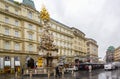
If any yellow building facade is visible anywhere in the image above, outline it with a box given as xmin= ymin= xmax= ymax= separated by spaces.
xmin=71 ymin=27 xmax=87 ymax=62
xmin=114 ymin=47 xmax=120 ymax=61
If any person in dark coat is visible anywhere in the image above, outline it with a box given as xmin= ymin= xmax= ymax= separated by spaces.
• • •
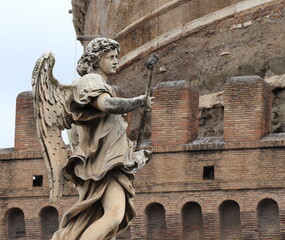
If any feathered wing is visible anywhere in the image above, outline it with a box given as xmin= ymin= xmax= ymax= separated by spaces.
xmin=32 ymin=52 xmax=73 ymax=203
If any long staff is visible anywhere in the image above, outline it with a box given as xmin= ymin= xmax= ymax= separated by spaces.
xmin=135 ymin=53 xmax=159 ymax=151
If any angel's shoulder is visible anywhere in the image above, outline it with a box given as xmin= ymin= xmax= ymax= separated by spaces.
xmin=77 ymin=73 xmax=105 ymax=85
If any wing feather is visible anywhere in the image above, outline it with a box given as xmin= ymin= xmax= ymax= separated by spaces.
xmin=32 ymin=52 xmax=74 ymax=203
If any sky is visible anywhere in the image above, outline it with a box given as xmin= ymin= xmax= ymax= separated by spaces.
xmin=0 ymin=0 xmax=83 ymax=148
• • •
→ **TASK TO COMPLETE**: Reproduce the records from the line containing "If any yellow" through the line containing "xmin=114 ymin=47 xmax=120 ymax=61", both lines included. Add 88 to every box coordinate in the answers and leave the requests as they are.

→ **RESULT OF THIS EXERCISE**:
If any yellow building facade is visible anywhere in the image above, outline it with a box given as xmin= ymin= xmax= ymax= separated by spaces.
xmin=159 ymin=115 xmax=175 ymax=150
xmin=202 ymin=135 xmax=208 ymax=149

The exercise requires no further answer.